Transaction Notes of Interest

 

    Our partnership with Penn Liberty Bank is consistent with our strategic growth plans in southeastern Pennsylvania and will meaningfully add to our office network. Following the merger, our Customers will have access to 70 offices in Delaware and Pennsylvania.

 

    Upon completion of the merger, Patrick Ward, Chairman and CEO of Penn Liberty Bank will join the WSFS Financial Corporation Board of Directors and assume the role of Executive Vice President and Pennsylvania Market President. Brian Zwaan, President, Chief Operating Officer and Chief Lending Officer of Penn Liberty Bank will also join the WSFS Senior Management team as Senior Vice President, Pennsylvania Commercial Banking. Both will provide great leadership for our Pennsylvania expansion plans.

 

    Transactions like this often have overlapping positions and there will be some displacements. All Human Capital decisions will be communicated by the end of Q1, 2016. Everyone will be given opportunities throughout our locations, as well as at other offices and divisions. For those ultimately displaced, WSFS Bank will work closely with those individuals; severance and outplacement assistance will be provided.

Timing and Approvals

 

    The transaction is subject to normal conditions and approvals including regulatory approvals.

 

    The transaction will likely close in the 3rd Quarter, 2016.

 

    We’ll be working together over that period to further cultivate our partnership and mutually forge the path ahead.

Why is this good?

 

    Penn Liberty Bank brings a seasoned team of commercial bankers who have been working together providing community banking services in the Greater Philadelphia area for over the past two decades. They will also help strengthen our network and add important relationships to our banking franchise.

 

    Following the merger, WSFS will have 24 locations in the demographically strong and concentrated Delaware, Chester and Montgomery Counties.

→ **Data listing**:

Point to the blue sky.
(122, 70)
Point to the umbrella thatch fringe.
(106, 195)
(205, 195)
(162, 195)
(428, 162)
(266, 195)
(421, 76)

→ **Objective**:
Answer these from the transaction notes:
1. After the merger, how many offices will customers have access to in Delaware and Pennsylvania?
2. In which quarter is the transaction likely to close?
3. What title will Brian Zwaan take on the WSFS Senior Management team?

→ **Response**:
1. 70 offices
2. The 3rd Quarter, 2016
3. Senior Vice President, Pennsylvania Commercial Banking